### Extracto seleccionado
El Apóstol Pablo resume este Misterio afirmando que «Dios envió a su Hijo, nacido de mujer» (Gal 4, 4). Estas palabras – «nacido de mujer»- resuenan hoy en nuestros corazones y nos recuerdan que Jesús, nuestro Salvador, se hizo carne y se revela en la fragilidad de la carne.
Nacido de mujer. Esta expresión nos remite en primer lugar a la Navidad: el Verbo se hizo carne. El apóstol Pablo precisa que nació de mujer, casi siente la necesidad de recordarnos que Dios se hizo verdaderamente hombre a través de un vientre humano. Existe una tentación, que fascina a tanta gente hoy en día, pero que también puede seducir a muchos cristianos: imaginar o fabricar un Dios «abstracto», vinculado a una vaga idea religiosa, a alguna buena emoción pasajera. En cambio, Él es concreto, es humano: nació de una mujer, tiene un rostro y un nombre, y nos llama a tener una relación con Él. Cristo Jesús, nuestro Salvador, nació de mujer; tiene carne y sangre; salió del seno del Padre, pero se encarnó en el vientre de la Virgen María; vino de lo alto del cielo, pero habita en lo profundo de la tierra; es Hijo de Dios, pero se hizo Hijo del hombre. Él, imagen del Dios omnipotente, vino en debilidad; y aunque era sin mancha, «Dios le hizo pecado por nosotros» (2 Co 5,21). Nació de mujer y es uno de nosotros. Por eso mismo puede salvarnos.
Nacido de mujer. Esta expresión nos habla también de la humanidad de Cristo, para decirnos que Él se revela en la fragilidad de la carne. Si descendió en el seno de una mujer, naciendo como todas las criaturas, aquí se muestra en la fragilidad de un Niño. Por eso los pastores, yendo a ver con sus propios ojos lo que el Ángel les había anunciado, no encontraron signos extraordinarios ni manifestaciones grandiosas, sino que «encontraron a María y a José y al niño acostado en el pesebre» (Lc 2,16). Encuentran a un niño indefenso, frágil, necesitado de los cuidados de su madre, necesitado de pañales y de leche, de caricias y de amor. San Luis María Grignion de Montfort dice que la Sabiduría divina «no quiso, aunque pudo, darse directamente a los hombres, sino que prefirió darse por medio de la Santísima Virgen. Tampoco quiso venir al mundo a la edad de un hombre perfecto, independiente de los demás, sino como un pobre niñito, necesitado de los cuidados y del alimento de su Madre» (Tratado de la verdadera devoción a la Santísima Virgen, 139). Y así, en toda la vida de Jesús podemos ver esta elección de Dios, la elección de la pequeñez y el ocultamiento; Él nunca cedería a la seducción del poder divino para realizar grandes signos e imponerse a los demás, como había sugerido el diablo, sino que revelaría el amor de Dios en la belleza de su humanidad, habitando entre nosotros, compartiendo la vida ordinaria hecha de trabajos y sueños, mostrando compasión por los sufrimientos del cuerpo y del espíritu, abriendo los ojos de los ciegos y refrescando a los perdidos de corazón. Compasión. Las tres actitudes de Dios son la misericordia, la cercanía y la compasión. Dios se hace cercano, misericordioso y compasivo. No lo olvidemos. Jesús nos muestra a Dios a través de su frágil humanidad, cuidando de los frágiles.

### Tareas
(A) Según el extracto, ¿cuáles son las tres actitudes de Dios?
(B) Cite literalmente el pasaje del extracto que empieza en las palabras que contienen «El Apóstol Pablo resume» y termina tras «y se revela en la fragilidad de la carne.».

### Listado
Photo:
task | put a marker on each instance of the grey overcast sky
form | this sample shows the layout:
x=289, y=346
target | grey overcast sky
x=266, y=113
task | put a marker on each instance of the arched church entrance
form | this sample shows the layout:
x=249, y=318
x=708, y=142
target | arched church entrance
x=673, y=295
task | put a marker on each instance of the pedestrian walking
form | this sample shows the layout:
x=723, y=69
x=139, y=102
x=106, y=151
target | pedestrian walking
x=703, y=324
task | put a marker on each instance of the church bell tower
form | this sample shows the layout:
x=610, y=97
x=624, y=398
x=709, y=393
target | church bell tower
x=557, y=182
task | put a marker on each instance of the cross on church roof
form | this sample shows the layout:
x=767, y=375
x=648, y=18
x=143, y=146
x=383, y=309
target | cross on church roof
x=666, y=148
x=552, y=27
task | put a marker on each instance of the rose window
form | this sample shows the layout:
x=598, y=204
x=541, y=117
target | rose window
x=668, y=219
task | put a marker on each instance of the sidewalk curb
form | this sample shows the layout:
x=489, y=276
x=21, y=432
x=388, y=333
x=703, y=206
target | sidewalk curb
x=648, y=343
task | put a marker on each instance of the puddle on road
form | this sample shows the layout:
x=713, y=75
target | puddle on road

### Respuestas
(A) La misericordia, la cercanía y la compasión.

(B)
El Apóstol Pablo resume este Misterio afirmando que «Dios envió a su Hijo, nacido de mujer» (Gal 4, 4). Estas palabras – «nacido de mujer»- resuenan hoy en nuestros corazones y nos recuerdan que Jesús, nuestro Salvador, se hizo carne y se revela en la fragilidad de la carne.